## Instructions to follow
Return every line from the one with "Phrase: stone background" through the one with "of the pink-toned", inclusive, exactly as it appears below.

## Information provided

● ● ● ●

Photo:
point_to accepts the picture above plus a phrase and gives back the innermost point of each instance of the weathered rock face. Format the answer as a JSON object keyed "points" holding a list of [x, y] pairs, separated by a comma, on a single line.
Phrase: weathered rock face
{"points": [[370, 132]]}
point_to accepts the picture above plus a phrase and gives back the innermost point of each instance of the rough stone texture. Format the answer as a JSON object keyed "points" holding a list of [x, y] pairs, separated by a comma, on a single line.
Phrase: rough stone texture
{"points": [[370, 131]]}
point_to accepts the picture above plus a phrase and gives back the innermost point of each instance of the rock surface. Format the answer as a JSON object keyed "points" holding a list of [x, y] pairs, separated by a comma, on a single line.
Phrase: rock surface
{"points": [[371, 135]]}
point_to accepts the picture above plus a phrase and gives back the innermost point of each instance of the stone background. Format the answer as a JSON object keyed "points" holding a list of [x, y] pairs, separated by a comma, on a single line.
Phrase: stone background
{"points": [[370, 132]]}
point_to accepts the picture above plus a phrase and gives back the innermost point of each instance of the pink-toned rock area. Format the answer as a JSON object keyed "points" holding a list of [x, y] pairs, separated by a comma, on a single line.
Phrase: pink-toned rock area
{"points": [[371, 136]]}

● ● ● ●

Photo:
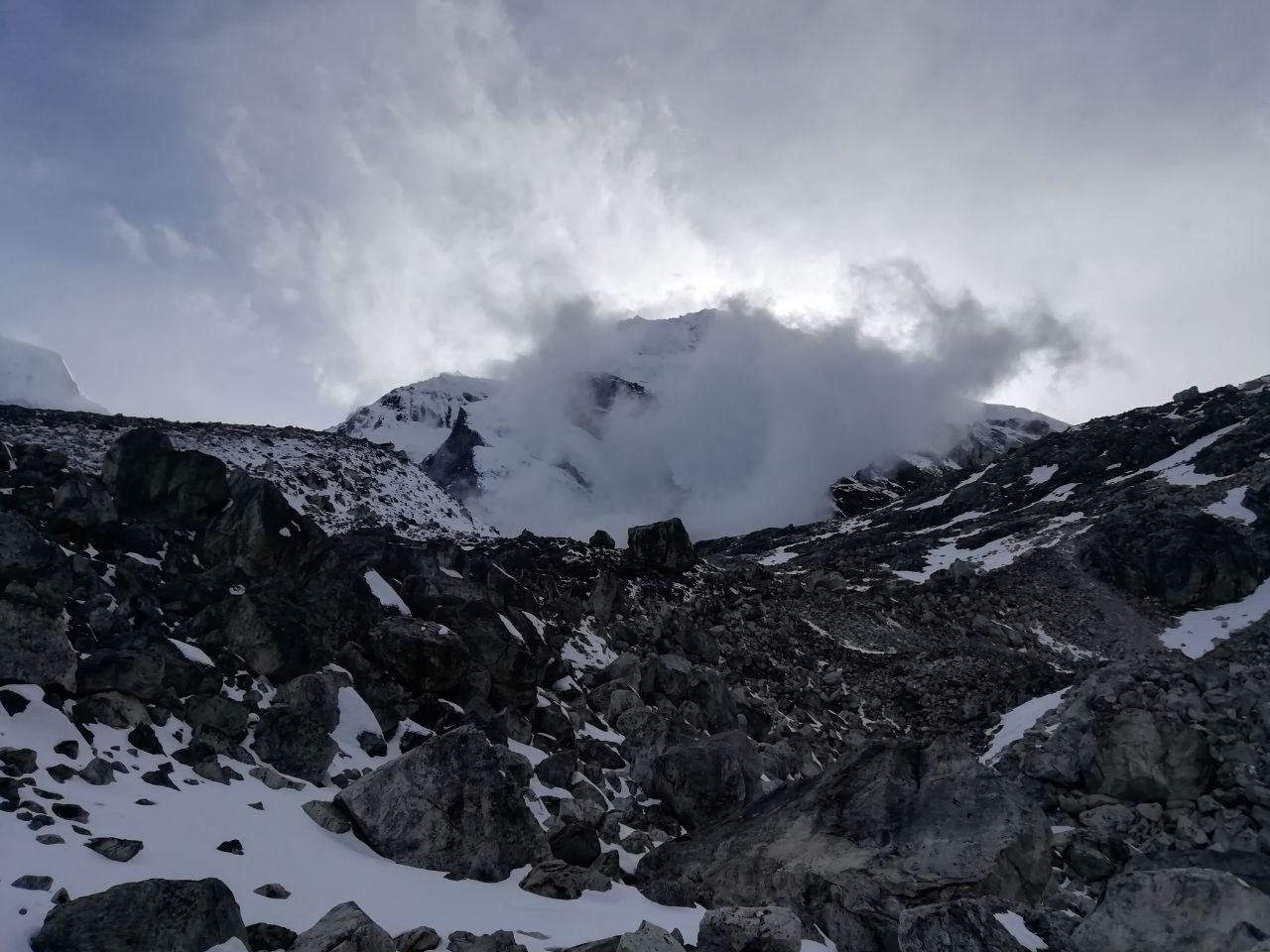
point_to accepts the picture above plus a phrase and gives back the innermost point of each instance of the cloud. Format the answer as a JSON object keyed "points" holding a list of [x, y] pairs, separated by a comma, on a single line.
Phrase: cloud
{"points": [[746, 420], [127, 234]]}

● ● ● ●

## Result of this exercise
Phrase: stone background
{"points": [[370, 132]]}
point_to accepts the picture above plus a phrase and gives back the innermost point of each instance of the pink-toned rock area. Format the answer as a JSON object keyed "points" holding a list of [x, y] pairs, separated by a comma, on a single line.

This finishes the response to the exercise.